--- START RECORDS PROVIDED ---
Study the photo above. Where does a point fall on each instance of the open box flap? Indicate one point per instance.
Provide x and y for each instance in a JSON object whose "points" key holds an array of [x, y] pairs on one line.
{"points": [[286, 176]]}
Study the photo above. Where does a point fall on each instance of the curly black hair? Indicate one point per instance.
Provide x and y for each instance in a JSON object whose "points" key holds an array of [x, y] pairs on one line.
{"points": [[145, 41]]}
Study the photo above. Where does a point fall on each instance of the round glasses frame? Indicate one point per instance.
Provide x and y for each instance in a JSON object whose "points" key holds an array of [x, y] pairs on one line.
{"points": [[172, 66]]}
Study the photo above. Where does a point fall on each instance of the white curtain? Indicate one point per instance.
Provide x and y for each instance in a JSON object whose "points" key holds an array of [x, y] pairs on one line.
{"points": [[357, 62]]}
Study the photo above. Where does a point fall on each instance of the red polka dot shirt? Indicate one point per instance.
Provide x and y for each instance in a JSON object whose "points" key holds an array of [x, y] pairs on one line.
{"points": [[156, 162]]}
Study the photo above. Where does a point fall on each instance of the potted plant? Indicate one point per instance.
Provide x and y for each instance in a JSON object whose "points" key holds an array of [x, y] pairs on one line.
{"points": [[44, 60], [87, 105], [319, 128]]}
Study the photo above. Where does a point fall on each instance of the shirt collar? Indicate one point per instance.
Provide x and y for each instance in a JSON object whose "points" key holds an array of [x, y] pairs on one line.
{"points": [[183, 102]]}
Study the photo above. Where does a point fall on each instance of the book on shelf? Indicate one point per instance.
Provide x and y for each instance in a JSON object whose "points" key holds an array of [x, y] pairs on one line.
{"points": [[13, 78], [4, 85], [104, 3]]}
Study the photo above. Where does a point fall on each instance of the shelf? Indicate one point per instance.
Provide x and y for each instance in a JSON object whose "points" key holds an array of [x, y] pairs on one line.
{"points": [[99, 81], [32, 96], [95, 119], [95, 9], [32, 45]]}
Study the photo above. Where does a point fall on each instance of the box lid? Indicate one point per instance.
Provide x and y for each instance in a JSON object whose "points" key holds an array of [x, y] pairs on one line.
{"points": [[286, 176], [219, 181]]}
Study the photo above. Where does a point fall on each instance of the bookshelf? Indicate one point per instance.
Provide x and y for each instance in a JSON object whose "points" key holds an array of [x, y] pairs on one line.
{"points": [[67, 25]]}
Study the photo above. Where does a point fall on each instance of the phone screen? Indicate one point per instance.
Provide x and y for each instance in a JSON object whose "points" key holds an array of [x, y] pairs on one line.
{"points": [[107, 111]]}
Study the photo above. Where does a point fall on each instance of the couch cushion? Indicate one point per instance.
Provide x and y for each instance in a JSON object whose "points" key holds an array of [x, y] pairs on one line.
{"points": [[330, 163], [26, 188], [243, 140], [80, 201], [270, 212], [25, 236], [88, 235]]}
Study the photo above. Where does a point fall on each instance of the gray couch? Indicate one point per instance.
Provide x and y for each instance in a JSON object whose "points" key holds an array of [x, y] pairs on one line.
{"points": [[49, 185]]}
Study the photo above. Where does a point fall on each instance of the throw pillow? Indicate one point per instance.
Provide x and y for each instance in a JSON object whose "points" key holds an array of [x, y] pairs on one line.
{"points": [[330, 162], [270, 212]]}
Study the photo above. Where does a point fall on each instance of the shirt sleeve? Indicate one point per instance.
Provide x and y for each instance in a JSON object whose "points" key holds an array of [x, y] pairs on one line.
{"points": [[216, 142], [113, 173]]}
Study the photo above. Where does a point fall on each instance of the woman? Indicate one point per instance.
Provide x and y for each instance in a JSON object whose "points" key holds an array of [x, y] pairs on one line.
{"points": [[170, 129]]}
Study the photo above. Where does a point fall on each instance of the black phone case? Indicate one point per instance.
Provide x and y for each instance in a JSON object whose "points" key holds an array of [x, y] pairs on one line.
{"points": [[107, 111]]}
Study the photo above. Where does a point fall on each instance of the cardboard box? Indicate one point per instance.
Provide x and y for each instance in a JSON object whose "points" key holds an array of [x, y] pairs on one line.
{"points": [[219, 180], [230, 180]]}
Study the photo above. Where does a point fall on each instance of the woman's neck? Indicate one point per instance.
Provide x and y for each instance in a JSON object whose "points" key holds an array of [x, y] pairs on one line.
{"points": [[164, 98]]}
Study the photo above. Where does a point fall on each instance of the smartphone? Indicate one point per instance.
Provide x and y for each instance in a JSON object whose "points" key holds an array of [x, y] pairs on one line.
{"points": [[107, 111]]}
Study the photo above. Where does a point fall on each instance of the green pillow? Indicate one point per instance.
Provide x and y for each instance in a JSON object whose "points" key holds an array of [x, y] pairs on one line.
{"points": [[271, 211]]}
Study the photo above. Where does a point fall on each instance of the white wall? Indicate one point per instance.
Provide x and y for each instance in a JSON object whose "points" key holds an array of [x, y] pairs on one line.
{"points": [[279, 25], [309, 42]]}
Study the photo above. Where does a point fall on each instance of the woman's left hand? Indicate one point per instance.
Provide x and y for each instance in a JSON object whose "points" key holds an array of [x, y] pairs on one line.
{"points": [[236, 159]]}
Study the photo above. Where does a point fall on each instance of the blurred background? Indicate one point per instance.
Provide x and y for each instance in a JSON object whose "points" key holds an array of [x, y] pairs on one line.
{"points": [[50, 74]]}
--- END RECORDS PROVIDED ---
Your task is to reproduce, exactly and exclusively, the lines from the one holding "woman? Indicate one point per instance." through the final line of the listing.

Study the photo above. Where does a point fall on each instance of the woman? Indicate one point per instance.
Provide x and y for each instance in a JSON object whose "points" key holds an array of [x, y] pairs on one line.
{"points": [[170, 129]]}
Study the photo above. Where does a point fall on each instance of the black phone case? Indicate one point per instance.
Provide x and y for each instance in a JSON object whose "points" key holds an array of [x, y] pairs on one line.
{"points": [[107, 111]]}
Study the photo above. Where does a point fall on each instance of the cardboard box? Indicate one point per instance.
Provide x and y for each instance in a JSON object whose "points" key holds an array of [x, y] pairs on one line.
{"points": [[219, 180], [230, 180]]}
Study the photo above. Where does a point fall on each instance of the woman's neck? Indicate one point per instance.
Provide x and y for each instance in a JSON object whose "points" key holds an array of [x, y] pairs on one line.
{"points": [[164, 98]]}
Study the photo above. Where does a point fall on each instance of the smartphone? Indicate one point per instance.
Provide x and y for each instance in a JSON object whose "points" key holds an array of [x, y] pairs on one line.
{"points": [[107, 111]]}
Study the photo above. Where does a point fall on each instance of the green pillow? Indicate one point per instance.
Provide x and y for each instance in a JSON object whose "points" key holds an array of [x, y] pairs on one line.
{"points": [[271, 211]]}
Study the photo above. Where does a point fall on each instance of the white wall? Indicate one point per instance.
Provide x and y for each instance in a JSON object whose "points" key holds an array of [x, y] pairs on one line.
{"points": [[279, 25], [309, 42]]}
Study the photo above. Where does a point fall on each instance of the woman's left hand? Indicate one point per instance.
Provide x and y for each instance in a JSON object whose "points" key holds an array of [x, y] pairs on one line.
{"points": [[236, 159]]}
Study the photo above. Where does a point fall on each instance of the blurred background? Indicate one point per instance.
Provide x and y for each instance in a JSON object whose "points" key holds an array of [x, y] pairs on one line.
{"points": [[50, 74]]}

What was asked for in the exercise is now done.